● Aim of the task: Below are some records. Quote exactly the lines from the one that contains "black tire, once" through the last, both included, and leave out the pictures.

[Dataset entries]
--
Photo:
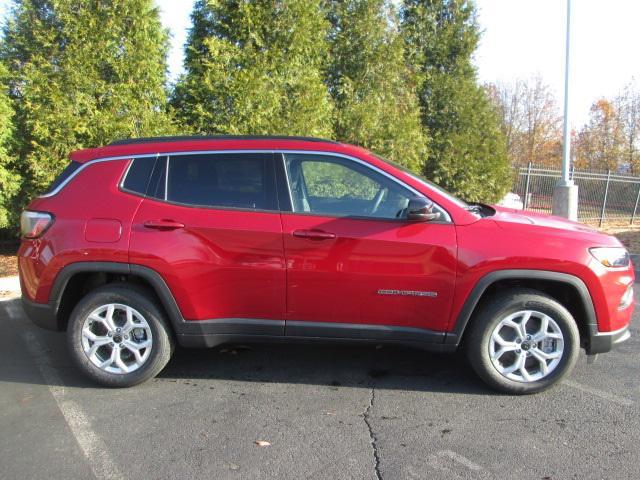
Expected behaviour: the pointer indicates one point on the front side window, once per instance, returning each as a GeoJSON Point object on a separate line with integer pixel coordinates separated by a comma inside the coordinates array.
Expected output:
{"type": "Point", "coordinates": [235, 180]}
{"type": "Point", "coordinates": [334, 186]}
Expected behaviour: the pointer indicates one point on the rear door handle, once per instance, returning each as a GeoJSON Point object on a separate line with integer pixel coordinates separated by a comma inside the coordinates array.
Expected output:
{"type": "Point", "coordinates": [314, 234]}
{"type": "Point", "coordinates": [163, 224]}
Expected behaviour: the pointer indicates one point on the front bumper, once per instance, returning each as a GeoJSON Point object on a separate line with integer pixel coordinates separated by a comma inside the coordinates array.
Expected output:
{"type": "Point", "coordinates": [42, 314]}
{"type": "Point", "coordinates": [601, 342]}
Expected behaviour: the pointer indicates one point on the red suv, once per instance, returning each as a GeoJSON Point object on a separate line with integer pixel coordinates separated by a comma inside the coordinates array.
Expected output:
{"type": "Point", "coordinates": [200, 241]}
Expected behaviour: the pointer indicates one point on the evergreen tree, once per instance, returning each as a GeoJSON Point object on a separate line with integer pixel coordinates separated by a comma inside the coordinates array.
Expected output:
{"type": "Point", "coordinates": [83, 73]}
{"type": "Point", "coordinates": [9, 181]}
{"type": "Point", "coordinates": [256, 68]}
{"type": "Point", "coordinates": [373, 90]}
{"type": "Point", "coordinates": [467, 149]}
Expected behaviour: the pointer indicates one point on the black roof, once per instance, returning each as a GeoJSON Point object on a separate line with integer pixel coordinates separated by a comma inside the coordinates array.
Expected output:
{"type": "Point", "coordinates": [130, 141]}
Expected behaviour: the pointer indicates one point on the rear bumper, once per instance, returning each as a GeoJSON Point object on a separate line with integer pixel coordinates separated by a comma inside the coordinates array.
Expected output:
{"type": "Point", "coordinates": [42, 314]}
{"type": "Point", "coordinates": [601, 342]}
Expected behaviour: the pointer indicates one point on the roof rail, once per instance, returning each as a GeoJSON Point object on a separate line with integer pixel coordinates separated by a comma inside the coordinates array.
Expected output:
{"type": "Point", "coordinates": [132, 141]}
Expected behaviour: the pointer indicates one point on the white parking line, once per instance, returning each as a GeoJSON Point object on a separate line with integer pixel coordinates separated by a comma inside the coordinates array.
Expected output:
{"type": "Point", "coordinates": [92, 446]}
{"type": "Point", "coordinates": [600, 393]}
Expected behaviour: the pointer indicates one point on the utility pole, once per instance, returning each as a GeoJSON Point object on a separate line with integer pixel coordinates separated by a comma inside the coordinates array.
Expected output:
{"type": "Point", "coordinates": [565, 193]}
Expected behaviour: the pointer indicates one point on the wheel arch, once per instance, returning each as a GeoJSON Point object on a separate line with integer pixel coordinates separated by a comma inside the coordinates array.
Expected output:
{"type": "Point", "coordinates": [77, 279]}
{"type": "Point", "coordinates": [567, 289]}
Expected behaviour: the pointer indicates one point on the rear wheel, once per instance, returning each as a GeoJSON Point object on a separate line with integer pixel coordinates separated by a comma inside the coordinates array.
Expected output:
{"type": "Point", "coordinates": [523, 341]}
{"type": "Point", "coordinates": [118, 337]}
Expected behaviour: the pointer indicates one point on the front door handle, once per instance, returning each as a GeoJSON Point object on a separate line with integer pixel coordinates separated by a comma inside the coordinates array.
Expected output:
{"type": "Point", "coordinates": [163, 224]}
{"type": "Point", "coordinates": [314, 234]}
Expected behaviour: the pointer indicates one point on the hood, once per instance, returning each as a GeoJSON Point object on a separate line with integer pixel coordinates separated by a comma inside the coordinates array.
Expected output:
{"type": "Point", "coordinates": [531, 223]}
{"type": "Point", "coordinates": [505, 216]}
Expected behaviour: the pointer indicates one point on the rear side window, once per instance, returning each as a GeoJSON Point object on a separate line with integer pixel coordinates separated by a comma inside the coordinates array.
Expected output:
{"type": "Point", "coordinates": [236, 180]}
{"type": "Point", "coordinates": [139, 175]}
{"type": "Point", "coordinates": [60, 179]}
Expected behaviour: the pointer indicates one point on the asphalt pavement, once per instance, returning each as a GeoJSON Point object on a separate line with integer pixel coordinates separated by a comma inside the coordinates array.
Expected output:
{"type": "Point", "coordinates": [301, 411]}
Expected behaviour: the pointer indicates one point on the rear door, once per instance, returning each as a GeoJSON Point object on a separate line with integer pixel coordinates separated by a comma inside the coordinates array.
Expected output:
{"type": "Point", "coordinates": [210, 226]}
{"type": "Point", "coordinates": [352, 257]}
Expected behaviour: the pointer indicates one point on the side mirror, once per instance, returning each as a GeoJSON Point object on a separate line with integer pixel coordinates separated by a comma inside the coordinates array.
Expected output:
{"type": "Point", "coordinates": [421, 210]}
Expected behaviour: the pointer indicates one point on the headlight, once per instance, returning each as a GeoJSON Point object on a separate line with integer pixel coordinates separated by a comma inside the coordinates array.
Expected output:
{"type": "Point", "coordinates": [611, 256]}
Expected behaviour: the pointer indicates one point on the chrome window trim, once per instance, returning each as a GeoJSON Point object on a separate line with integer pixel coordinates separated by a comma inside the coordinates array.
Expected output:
{"type": "Point", "coordinates": [166, 178]}
{"type": "Point", "coordinates": [126, 174]}
{"type": "Point", "coordinates": [282, 151]}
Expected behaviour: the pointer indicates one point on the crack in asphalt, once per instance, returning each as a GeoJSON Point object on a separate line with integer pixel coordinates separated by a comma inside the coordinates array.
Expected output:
{"type": "Point", "coordinates": [372, 436]}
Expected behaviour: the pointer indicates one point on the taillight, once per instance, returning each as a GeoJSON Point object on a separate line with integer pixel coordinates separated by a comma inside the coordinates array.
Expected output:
{"type": "Point", "coordinates": [34, 224]}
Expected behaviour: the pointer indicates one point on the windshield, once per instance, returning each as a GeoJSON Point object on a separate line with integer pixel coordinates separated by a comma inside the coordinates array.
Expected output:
{"type": "Point", "coordinates": [428, 183]}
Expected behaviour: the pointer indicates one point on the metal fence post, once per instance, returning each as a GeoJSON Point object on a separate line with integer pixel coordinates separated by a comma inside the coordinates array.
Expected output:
{"type": "Point", "coordinates": [635, 208]}
{"type": "Point", "coordinates": [526, 188]}
{"type": "Point", "coordinates": [604, 199]}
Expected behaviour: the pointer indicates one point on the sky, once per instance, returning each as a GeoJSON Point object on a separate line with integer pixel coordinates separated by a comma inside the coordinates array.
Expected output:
{"type": "Point", "coordinates": [521, 38]}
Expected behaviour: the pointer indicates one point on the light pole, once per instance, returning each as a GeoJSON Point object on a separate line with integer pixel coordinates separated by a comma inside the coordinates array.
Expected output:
{"type": "Point", "coordinates": [565, 193]}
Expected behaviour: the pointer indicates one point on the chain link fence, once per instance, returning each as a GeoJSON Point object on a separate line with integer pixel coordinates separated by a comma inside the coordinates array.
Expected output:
{"type": "Point", "coordinates": [602, 197]}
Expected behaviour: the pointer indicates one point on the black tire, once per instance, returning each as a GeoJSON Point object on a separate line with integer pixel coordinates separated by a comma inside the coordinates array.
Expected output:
{"type": "Point", "coordinates": [478, 338]}
{"type": "Point", "coordinates": [162, 347]}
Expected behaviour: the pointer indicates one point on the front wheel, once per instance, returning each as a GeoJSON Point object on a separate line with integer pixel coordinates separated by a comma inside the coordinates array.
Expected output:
{"type": "Point", "coordinates": [118, 337]}
{"type": "Point", "coordinates": [522, 341]}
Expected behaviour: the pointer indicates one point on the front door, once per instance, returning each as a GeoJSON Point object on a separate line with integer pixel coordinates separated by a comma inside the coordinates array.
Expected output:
{"type": "Point", "coordinates": [353, 261]}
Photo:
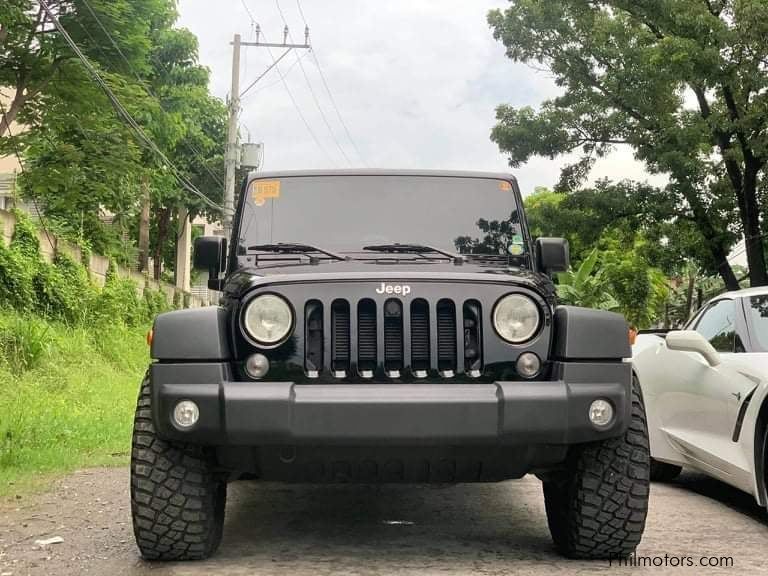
--
● Finished task:
Expected behaviour: the pointer indicates one point on the black tire, once per instance, returning each as a GeoJSON Point object on a separate line with integer pixel coordinates separated by a comma inside the coordinates array.
Expected output:
{"type": "Point", "coordinates": [478, 338]}
{"type": "Point", "coordinates": [162, 347]}
Expected behaviour: the pointer indicates one point on the front wheel, once per instance, returning each as a GeoJSON Point object on a separate line with integer pixel coordinates separated by a comma inside the coordinates array.
Expected output:
{"type": "Point", "coordinates": [118, 337]}
{"type": "Point", "coordinates": [522, 341]}
Expected behaviour: the pointer indicates one point on the front door, once per instance, returning each as a GeoJSON Point object on a separate line with integer pixel coordinates separated by a comma inside the coordinates array.
Expected output:
{"type": "Point", "coordinates": [353, 261]}
Photo:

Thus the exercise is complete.